_Work task_
Continue the report below on suicide attempts and suicides among people with autism, starting right after its last sentence.

_Supplied text_
--------------------------------------------------
The rates of suicide attempts and suicide are increased among people with autism, according to a study published in JAMA Network Open.
Kairi Kõlves, Ph.D., from Griffith University in Brisbane, Australia, and colleagues conducted a cohort study using nationwide register data from Jan. 1, 1995, to Dec. 31, 2016, for 6,559,266 individuals in Denmark aged ten years or older.
The researchers found that 35,020 individuals received a diagnosis of autism. Overall, there were 64,109 suicide attempts (0.9 percent among individuals with autism) and 14,197 suicides (0.4 percent among individuals with autism). The suicide attempt and suicide rates were more than threefold more severe for persons with autism compared with those without autism (adjusted incidence rate ratios [aIRRs], 3.19 and 3.75, respectively).
--------------------------------------------------
_Provided data_
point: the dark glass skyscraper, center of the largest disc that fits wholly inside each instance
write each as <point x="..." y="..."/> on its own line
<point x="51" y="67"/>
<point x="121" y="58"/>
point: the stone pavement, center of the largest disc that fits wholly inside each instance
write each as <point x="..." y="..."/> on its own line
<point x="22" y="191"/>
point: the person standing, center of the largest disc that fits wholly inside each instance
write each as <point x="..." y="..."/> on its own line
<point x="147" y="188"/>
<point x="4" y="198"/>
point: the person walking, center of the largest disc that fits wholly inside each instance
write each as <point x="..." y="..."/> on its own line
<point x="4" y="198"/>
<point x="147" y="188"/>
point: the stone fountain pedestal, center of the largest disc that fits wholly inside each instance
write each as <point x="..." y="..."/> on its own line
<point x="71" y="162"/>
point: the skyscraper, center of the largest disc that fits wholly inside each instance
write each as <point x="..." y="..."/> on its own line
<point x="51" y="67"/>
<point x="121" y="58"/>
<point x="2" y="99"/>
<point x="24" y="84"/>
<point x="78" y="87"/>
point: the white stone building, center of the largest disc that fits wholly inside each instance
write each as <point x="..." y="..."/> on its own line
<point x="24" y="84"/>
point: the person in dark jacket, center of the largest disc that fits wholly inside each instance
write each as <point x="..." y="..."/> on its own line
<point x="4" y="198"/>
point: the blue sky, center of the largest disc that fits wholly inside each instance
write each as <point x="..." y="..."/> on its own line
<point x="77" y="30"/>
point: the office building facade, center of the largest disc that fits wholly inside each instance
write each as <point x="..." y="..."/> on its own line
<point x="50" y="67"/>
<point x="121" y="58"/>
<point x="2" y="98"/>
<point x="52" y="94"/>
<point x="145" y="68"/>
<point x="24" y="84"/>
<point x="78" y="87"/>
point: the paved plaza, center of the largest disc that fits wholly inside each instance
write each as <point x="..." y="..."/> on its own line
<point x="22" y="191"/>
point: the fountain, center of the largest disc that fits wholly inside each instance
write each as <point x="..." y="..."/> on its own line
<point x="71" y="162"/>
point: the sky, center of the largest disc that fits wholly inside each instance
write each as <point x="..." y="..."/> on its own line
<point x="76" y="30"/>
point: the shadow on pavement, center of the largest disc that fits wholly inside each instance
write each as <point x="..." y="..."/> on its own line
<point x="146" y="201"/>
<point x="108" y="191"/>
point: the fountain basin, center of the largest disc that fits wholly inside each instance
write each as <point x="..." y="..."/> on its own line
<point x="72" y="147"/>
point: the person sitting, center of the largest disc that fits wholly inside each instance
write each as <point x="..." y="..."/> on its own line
--------------------------------------------------
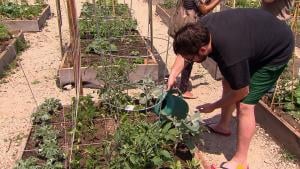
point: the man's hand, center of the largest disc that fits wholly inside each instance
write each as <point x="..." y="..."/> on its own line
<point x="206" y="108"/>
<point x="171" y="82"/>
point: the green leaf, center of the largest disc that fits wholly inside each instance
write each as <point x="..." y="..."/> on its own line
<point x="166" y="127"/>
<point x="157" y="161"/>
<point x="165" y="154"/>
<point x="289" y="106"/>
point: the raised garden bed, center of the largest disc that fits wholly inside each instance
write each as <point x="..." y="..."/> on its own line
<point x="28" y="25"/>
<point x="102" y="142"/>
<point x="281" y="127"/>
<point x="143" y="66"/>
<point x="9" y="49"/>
--------------------------------------------------
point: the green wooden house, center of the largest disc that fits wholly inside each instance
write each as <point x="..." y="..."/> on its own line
--------------------------------------------------
_Result of this task_
Those with autism had higher rates of suicide attempts across all age groups. Compared with those without any psychiatric disorder, individuals diagnosed with autism with other comorbid disorders had an aIRR of 9.27 for suicide attempts. Overall, 92.3 and 90.6 percent of the individuals with autism who attempted suicide and who died by suicide, respectively, had at least one other comorbid condition.
“Psychiatric comorbidity was found to be a major risk factor, with more than 90 percent of those with autism who attempted or died by suicide having another comorbid condition,” the authors write.